Enunciado 1:
Responda, com base no excerto sobre a prescrição, às seguintes perguntas:
(a) Desde que datas estão em dívida as prestações vencidas?
(b) Em que ano foi instaurada a ação pela exequente?
(c) Que artigo e alínea do Código Civil fixam o prazo de cinco anos para as quotas de amortização do capital pagáveis com os juros?
Enunciado 2: Resuma o excerto sobre a prescrição em duas frases.
Enunciado 3: Reproduza a parte do excerto sobre a prescrição que começa nas palavras "V – Prescrevem, portanto, no" e termina em "aquele prazo prescricional.".

Excerto selecionado:
▬▬▬▬▬▬▬▬▬▬

II - Alega para tanto que a embargante, pese embora as interpelações efetuadas pela exequente para a regularização do atraso em divida, não pagou, na data dos seus vencimentos, as prestações mensais para o reembolso dos capitais e juros, estando em dívida as prestações vencidas desde 29.06.2008 e 29.02.2008.
III - Desde essa data até à instauração da presente ação por parte da exequente Caixa Geral de Depósitos em 2019, decorreram mais de 11 anos.
IV - A dívida, sendo objeto de um plano de amortizações, composto por diversas quotas, que compreendem uma parcela de capital e uma parcela de juros remuneratórios, terá como prazo prescricional a prescrição quinquenal, e não o prazo ordinário prescricional, previsto no artigo 309 do C.C.
V – Prescrevem, portanto, no prazo de cinco anos as quotas de amortização do capital pagáveis com os juros - artigo 310, alínea e), do C. Civil.
VI - É aplicável ao mútuo bancário, reembolsável em prestações pagáveis com juros o prazo prescricional previsto no artigo 310, al. e) do Código Civil e, mesmo que haja vencimento integral e antecipado de todas as prestações, o contrato continua a ter a mesma natureza e a dívida aquele prazo prescricional.

▬▬▬▬▬▬▬▬▬▬

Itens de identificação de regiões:
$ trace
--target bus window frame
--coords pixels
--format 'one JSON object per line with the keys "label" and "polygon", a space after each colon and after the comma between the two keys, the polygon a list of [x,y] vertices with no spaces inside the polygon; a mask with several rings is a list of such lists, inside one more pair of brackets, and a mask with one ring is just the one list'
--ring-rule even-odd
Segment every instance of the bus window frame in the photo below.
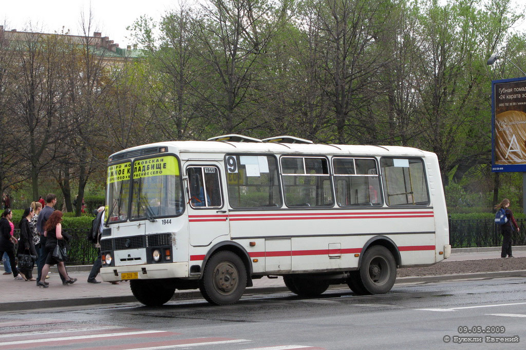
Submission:
{"label": "bus window frame", "polygon": [[[384,201],[384,204],[385,204],[385,205],[387,205],[387,207],[388,207],[389,208],[423,208],[424,207],[432,207],[432,205],[431,205],[431,193],[429,192],[429,183],[428,183],[428,177],[429,176],[428,175],[427,169],[426,168],[426,161],[425,161],[425,159],[426,158],[424,158],[424,157],[408,157],[408,156],[401,156],[401,156],[396,156],[396,157],[395,157],[395,156],[392,156],[380,157],[380,159],[379,160],[379,164],[380,165],[380,168],[379,168],[379,169],[380,170],[380,175],[381,175],[381,176],[383,176],[383,171],[382,170],[382,159],[408,159],[408,160],[409,160],[409,159],[417,159],[417,160],[420,160],[420,163],[422,164],[422,172],[423,172],[423,174],[424,174],[424,180],[425,183],[426,183],[426,190],[427,191],[427,197],[428,197],[427,203],[425,204],[399,204],[399,205],[390,205],[389,204],[388,201],[387,200],[387,196],[389,195],[389,193],[385,193],[386,199],[385,199],[385,200]],[[387,181],[387,178],[386,178],[386,181]],[[383,186],[384,186],[383,179],[381,179],[381,186],[382,186],[382,190],[383,190]],[[387,183],[386,184],[385,186],[387,187]]]}
{"label": "bus window frame", "polygon": [[[131,195],[131,194],[132,194],[132,191],[133,190],[132,189],[132,186],[133,185],[133,183],[132,182],[132,180],[133,179],[133,162],[134,162],[134,161],[133,161],[133,160],[130,159],[129,158],[128,159],[119,159],[119,160],[118,160],[117,161],[112,162],[111,163],[108,163],[106,167],[106,198],[107,198],[107,197],[108,197],[108,193],[109,193],[109,186],[108,186],[108,178],[107,178],[107,177],[108,177],[108,168],[109,167],[111,167],[112,166],[117,165],[117,164],[124,164],[124,163],[128,163],[128,162],[129,162],[129,163],[130,163],[130,178],[128,180],[128,185],[129,186],[129,192],[128,194],[128,210],[126,212],[126,220],[115,220],[115,221],[110,221],[108,220],[107,222],[107,224],[108,224],[108,225],[109,225],[110,224],[114,224],[114,223],[120,223],[121,222],[127,222],[129,220],[129,217],[130,217],[130,210],[131,205],[132,205],[132,195]],[[109,211],[110,210],[112,210],[112,207],[113,206],[113,203],[107,203],[107,205],[108,205],[108,216],[109,217],[109,214],[110,214]],[[107,219],[108,218],[107,218],[106,219]],[[105,221],[106,221],[106,220],[105,220]]]}
{"label": "bus window frame", "polygon": [[[317,158],[317,159],[323,159],[327,161],[327,171],[328,172],[328,174],[285,174],[283,173],[283,168],[281,166],[281,159],[285,158],[301,158],[304,159],[304,170],[306,170],[305,168],[305,158]],[[326,209],[328,208],[336,208],[336,193],[335,192],[335,187],[333,182],[333,174],[332,173],[332,169],[330,165],[330,159],[327,156],[324,155],[295,155],[295,154],[283,154],[280,155],[278,159],[278,162],[279,164],[279,175],[280,178],[282,176],[318,176],[318,177],[328,177],[329,183],[331,186],[331,194],[332,195],[332,204],[331,205],[317,205],[315,207],[302,207],[301,205],[297,207],[289,207],[285,201],[285,185],[283,184],[283,181],[281,181],[281,191],[282,193],[282,197],[283,197],[283,205],[285,208],[291,209],[293,210],[319,210],[320,209]],[[322,186],[321,190],[323,190],[323,186]],[[339,208],[339,207],[338,207]]]}
{"label": "bus window frame", "polygon": [[281,168],[280,168],[280,162],[279,158],[278,155],[274,153],[249,153],[249,152],[239,152],[239,153],[225,153],[225,157],[224,157],[224,160],[225,163],[225,178],[227,179],[228,176],[228,164],[227,163],[227,157],[229,156],[253,156],[255,157],[257,156],[265,156],[265,157],[271,157],[274,159],[276,161],[276,177],[278,180],[278,192],[279,193],[279,198],[281,200],[281,207],[244,207],[239,208],[234,208],[230,204],[230,194],[228,193],[228,181],[227,182],[227,187],[226,187],[226,193],[228,194],[228,197],[226,197],[227,201],[226,200],[225,202],[228,201],[228,211],[255,211],[255,210],[282,210],[284,208],[286,208],[286,207],[284,207],[285,205],[285,199],[284,197],[283,190],[282,189],[281,184]]}
{"label": "bus window frame", "polygon": [[[337,159],[352,159],[353,164],[355,167],[355,173],[354,174],[337,174],[336,172],[335,171],[334,169],[334,161]],[[373,160],[375,163],[376,164],[376,174],[357,174],[356,173],[356,159],[367,159],[367,160]],[[382,174],[381,173],[381,169],[380,168],[380,160],[378,159],[377,157],[375,156],[335,156],[331,158],[331,171],[332,172],[332,179],[334,182],[333,183],[333,188],[334,189],[335,193],[335,201],[336,203],[336,205],[338,208],[367,208],[367,209],[379,209],[383,207],[386,204],[386,201],[383,198],[383,183],[382,179]],[[378,205],[340,205],[338,204],[338,201],[336,198],[336,181],[337,181],[338,178],[339,177],[377,177],[378,178],[378,186],[379,192],[378,193],[378,198],[380,199],[380,202]]]}
{"label": "bus window frame", "polygon": [[[216,169],[217,169],[217,177],[218,177],[218,178],[219,178],[219,195],[221,196],[221,207],[194,207],[194,206],[192,205],[191,203],[190,203],[190,200],[191,199],[191,198],[190,198],[190,179],[189,179],[189,178],[188,178],[188,188],[184,189],[184,192],[185,192],[185,203],[187,203],[188,204],[188,205],[190,206],[190,208],[191,208],[192,209],[193,209],[194,210],[206,210],[206,209],[208,209],[208,210],[210,210],[210,209],[219,210],[219,209],[222,209],[224,208],[225,208],[225,202],[226,201],[225,200],[225,194],[224,194],[224,193],[223,192],[223,183],[222,183],[222,181],[221,181],[221,168],[220,168],[220,167],[219,167],[219,166],[218,166],[217,165],[214,164],[196,164],[196,163],[185,164],[185,170],[184,170],[184,172],[183,173],[185,174],[184,175],[185,176],[186,176],[186,177],[188,176],[187,171],[188,171],[188,170],[189,168],[215,168]],[[205,193],[206,193],[206,190],[205,190]],[[188,200],[187,200],[187,199],[186,198],[186,195],[188,196]],[[186,205],[185,205],[185,207],[186,207]]]}
{"label": "bus window frame", "polygon": [[[132,181],[132,183],[130,184],[130,195],[129,195],[129,207],[128,208],[128,220],[127,220],[127,221],[129,221],[130,222],[135,222],[135,221],[144,221],[144,220],[147,220],[147,218],[146,217],[141,217],[141,218],[136,218],[135,219],[130,219],[130,218],[132,217],[132,215],[131,215],[131,214],[132,214],[132,203],[133,202],[133,201],[132,200],[132,199],[133,198],[133,191],[134,191],[134,182],[133,182],[134,163],[136,161],[138,161],[138,160],[143,160],[143,159],[150,159],[150,158],[159,158],[160,157],[164,157],[164,156],[167,156],[175,157],[175,159],[177,160],[177,166],[178,166],[178,167],[179,168],[179,184],[180,186],[181,191],[183,193],[183,202],[181,203],[181,208],[182,208],[182,209],[181,210],[181,212],[179,213],[178,215],[163,215],[163,216],[159,216],[159,217],[153,217],[153,218],[155,219],[166,219],[167,218],[178,218],[179,217],[181,216],[181,215],[183,215],[184,213],[185,210],[185,209],[186,208],[186,205],[185,205],[186,198],[186,197],[185,196],[185,194],[184,194],[184,193],[185,193],[185,188],[183,186],[183,175],[182,175],[183,173],[181,172],[182,169],[181,168],[181,160],[177,156],[177,155],[176,155],[175,153],[171,153],[171,152],[157,153],[155,153],[155,154],[153,154],[153,155],[148,155],[147,156],[143,156],[142,157],[137,157],[136,158],[134,158],[133,160],[132,161],[132,173],[131,173],[131,175],[130,176],[130,181]],[[125,222],[125,221],[121,221],[121,222]],[[117,221],[112,221],[112,223],[116,223],[116,222],[117,222]]]}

▬▬▬▬▬▬▬▬▬▬

Resolução 1:
(a) Desde 29.06.2008 e 29.02.2008.
(b) Em 2019.
(c) O artigo 310, alínea e).

Resolução 2: A embargante não pagou as prestações mensais vencidas desde 2008, e a exequente Caixa Geral de Depósitos só instaurou a ação em 2019, mais de 11 anos depois. Por se tratar de um mútuo bancário reembolsável em quotas de capital pagáveis com juros, aplica-se o prazo prescricional de cinco anos do artigo 310, alínea e), do Código Civil, mesmo que haja vencimento integral e antecipado de todas as prestações.

Resolução 3:
V – Prescrevem, portanto, no prazo de cinco anos as quotas de amortização do capital pagáveis com os juros - artigo 310, alínea e), do C. Civil.
VI - É aplicável ao mútuo bancário, reembolsável em prestações pagáveis com juros o prazo prescricional previsto no artigo 310, al. e) do Código Civil e, mesmo que haja vencimento integral e antecipado de todas as prestações, o contrato continua a ter a mesma natureza e a dívida aquele prazo prescricional.